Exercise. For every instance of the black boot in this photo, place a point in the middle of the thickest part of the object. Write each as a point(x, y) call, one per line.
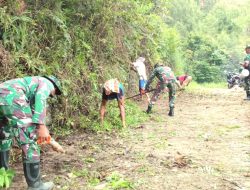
point(171, 111)
point(33, 178)
point(149, 110)
point(248, 96)
point(4, 159)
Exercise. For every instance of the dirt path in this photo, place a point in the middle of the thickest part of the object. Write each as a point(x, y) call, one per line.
point(205, 146)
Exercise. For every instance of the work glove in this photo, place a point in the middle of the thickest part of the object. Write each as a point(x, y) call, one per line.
point(43, 134)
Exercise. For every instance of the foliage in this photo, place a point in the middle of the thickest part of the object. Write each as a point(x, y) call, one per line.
point(87, 42)
point(6, 177)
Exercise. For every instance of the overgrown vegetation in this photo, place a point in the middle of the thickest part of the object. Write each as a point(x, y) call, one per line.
point(87, 42)
point(6, 177)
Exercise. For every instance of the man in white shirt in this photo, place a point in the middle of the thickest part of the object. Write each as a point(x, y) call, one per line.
point(140, 68)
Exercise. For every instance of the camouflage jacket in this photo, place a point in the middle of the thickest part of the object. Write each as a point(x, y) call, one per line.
point(31, 91)
point(247, 58)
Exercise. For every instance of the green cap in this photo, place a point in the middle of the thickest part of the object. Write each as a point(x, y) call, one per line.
point(56, 83)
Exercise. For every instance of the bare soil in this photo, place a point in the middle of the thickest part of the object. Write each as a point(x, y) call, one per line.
point(206, 145)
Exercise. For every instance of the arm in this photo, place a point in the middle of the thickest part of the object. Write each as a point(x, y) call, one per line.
point(102, 110)
point(41, 94)
point(121, 105)
point(152, 76)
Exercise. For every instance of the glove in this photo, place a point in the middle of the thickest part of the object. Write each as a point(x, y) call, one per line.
point(56, 146)
point(43, 135)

....

• TRY IT
Omitting all images, retype each line of the records precisely.

• WRITTEN RESPONSE
Exercise. For every instance of the black boot in this photo, place a point in the middle of the thickest part of the object. Write each as a point(x, y) call, one per line.
point(171, 111)
point(33, 178)
point(149, 110)
point(248, 96)
point(4, 159)
Exercise. For every instance of the dirt path in this photo, place a point in the middle of the thickest part of the object. Write each as a point(x, y) call, one per line.
point(205, 146)
Exercise. For every instance of the work glove in this photo, place a point in the middle of the thickest part of the object. Write each as a point(x, y) call, one per line.
point(43, 134)
Exercise. For every instance of the foliage in this photo, place a point in the middle of the thickest part of the object. Write each as a point(x, y) call, one per line.
point(87, 42)
point(6, 177)
Exercise. For every instance of the overgrown vegetation in this photo, place a point in the middle of the thickest part of the object. Write each as a point(x, y) call, one per line.
point(87, 42)
point(6, 177)
Exercise. For every instance of the man in white shirt in this photo, place a point in the middle of the thickest part of the object. Write each as a point(x, y) call, one per line.
point(140, 68)
Exercise. For every instance of the camouflage jacket in this photo, place a point in the middle of the thickest part of the object. Write each as a point(x, y) call, one per line.
point(31, 91)
point(247, 58)
Exercise. For every instance of the green cap in this photo, place a point in the middle of the thickest part of the object. Write each as a point(x, y) call, one per line.
point(56, 83)
Exercise. For every instance of the bare soil in this photo, place a point in the middle of the thickest part of the object. Write each as a point(x, y) call, one per line.
point(206, 145)
Exercise. For every instance of the arm in this photo, place a point in the middle of the thickest part of the object. Write each as a point(x, y) call, one per line.
point(102, 110)
point(41, 94)
point(121, 105)
point(152, 76)
Exercise. For every instance of the glove in this photo, place a point in the middle of the thickest part of the object. Write each as a point(x, y) call, one per line.
point(56, 146)
point(43, 135)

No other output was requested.